● **WHAT IS BEING ASKED**
Beginning with the line where "Exercise. Point out every instance of the tree" appears, retype every remaining line of the data below, both the first and last included.

Excerpts of pointing data:
============================================================
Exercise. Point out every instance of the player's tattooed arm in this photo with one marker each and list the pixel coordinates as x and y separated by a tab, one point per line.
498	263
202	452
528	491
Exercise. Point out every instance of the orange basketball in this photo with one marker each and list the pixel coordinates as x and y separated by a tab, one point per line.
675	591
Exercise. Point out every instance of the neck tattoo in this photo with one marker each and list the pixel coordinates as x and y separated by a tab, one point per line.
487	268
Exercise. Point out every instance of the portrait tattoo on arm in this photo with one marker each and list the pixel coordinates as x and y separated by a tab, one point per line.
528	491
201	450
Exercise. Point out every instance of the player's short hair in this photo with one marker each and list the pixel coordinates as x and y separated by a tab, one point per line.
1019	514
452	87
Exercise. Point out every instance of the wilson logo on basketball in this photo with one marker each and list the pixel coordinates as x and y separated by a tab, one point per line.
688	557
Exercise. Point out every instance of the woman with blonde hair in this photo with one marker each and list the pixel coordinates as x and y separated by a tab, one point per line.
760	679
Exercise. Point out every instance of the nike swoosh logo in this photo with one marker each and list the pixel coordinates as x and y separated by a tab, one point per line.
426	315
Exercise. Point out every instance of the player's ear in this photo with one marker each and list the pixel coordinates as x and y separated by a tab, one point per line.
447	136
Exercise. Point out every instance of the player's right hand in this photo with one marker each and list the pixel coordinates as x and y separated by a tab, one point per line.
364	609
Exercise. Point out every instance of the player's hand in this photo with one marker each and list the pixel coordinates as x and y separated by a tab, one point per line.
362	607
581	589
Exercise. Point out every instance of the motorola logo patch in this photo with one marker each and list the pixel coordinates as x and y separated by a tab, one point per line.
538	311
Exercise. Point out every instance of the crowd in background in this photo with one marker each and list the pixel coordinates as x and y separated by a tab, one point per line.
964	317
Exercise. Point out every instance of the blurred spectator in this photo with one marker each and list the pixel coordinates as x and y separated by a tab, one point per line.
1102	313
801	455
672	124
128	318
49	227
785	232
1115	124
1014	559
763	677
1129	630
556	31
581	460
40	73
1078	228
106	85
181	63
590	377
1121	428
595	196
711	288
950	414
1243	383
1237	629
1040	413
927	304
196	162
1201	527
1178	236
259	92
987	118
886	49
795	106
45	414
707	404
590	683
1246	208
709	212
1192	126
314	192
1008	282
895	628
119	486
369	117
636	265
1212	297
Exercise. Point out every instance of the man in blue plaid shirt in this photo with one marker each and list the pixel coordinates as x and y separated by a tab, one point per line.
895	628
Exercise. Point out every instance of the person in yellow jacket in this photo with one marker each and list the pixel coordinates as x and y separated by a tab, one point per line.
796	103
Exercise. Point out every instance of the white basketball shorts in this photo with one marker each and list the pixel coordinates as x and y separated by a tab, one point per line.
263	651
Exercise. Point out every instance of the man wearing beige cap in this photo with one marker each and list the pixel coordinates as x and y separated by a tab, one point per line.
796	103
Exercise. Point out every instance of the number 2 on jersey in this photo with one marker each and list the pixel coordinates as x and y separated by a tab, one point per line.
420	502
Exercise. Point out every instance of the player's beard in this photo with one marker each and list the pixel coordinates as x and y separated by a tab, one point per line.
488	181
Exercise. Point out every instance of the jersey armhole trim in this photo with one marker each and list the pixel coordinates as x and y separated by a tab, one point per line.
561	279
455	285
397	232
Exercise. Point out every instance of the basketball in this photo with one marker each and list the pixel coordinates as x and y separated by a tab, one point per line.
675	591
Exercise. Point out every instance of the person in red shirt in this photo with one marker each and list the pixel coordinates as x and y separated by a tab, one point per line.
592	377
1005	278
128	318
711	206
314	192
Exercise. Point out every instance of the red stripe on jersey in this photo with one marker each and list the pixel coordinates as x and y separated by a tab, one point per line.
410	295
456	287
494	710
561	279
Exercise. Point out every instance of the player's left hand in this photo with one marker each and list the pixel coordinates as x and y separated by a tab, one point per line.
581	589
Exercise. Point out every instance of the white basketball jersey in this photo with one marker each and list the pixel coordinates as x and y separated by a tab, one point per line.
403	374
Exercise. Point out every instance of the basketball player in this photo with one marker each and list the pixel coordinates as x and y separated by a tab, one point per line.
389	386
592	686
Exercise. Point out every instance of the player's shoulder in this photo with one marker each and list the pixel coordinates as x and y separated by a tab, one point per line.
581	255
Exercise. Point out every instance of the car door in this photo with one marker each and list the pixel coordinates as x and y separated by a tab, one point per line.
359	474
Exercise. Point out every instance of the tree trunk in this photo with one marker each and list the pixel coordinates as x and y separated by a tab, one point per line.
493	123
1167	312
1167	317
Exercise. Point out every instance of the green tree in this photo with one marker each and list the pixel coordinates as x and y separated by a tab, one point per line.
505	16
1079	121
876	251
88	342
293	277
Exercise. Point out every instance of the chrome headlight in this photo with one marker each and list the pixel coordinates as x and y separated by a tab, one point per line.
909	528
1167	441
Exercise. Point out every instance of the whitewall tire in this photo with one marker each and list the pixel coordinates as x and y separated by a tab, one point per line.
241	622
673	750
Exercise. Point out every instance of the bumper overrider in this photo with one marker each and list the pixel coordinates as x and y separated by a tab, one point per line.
============================================================
● **SOLUTION**
Exercise. Point out every instance of the tree trunk in this photo with one marker each and list the pixel coordinates as x and y separated by a tab, one point per line.
493	123
1167	312
1167	317
Exercise. Point out every instance of the green tree in this photo with one marker each and list the pixel coordinates as x and y separated by a tab, one point per line.
505	16
1079	121
876	251
88	342
293	277
Exercise. Point out every instance of the chrome headlight in this photo with one marker each and list the pixel coordinates as x and y separated by a tab, one point per line.
909	528
1167	441
Exercise. Point out every instance of the whitewall tire in this photo with one marker each and list the pixel coordinates as x and y separated by a tab, one point per line.
241	622
673	750
Exercise. Point out every instance of the bumper overrider in this photo with one marker each and list the pixel coordinates as x and y separated by a tab, one point per line.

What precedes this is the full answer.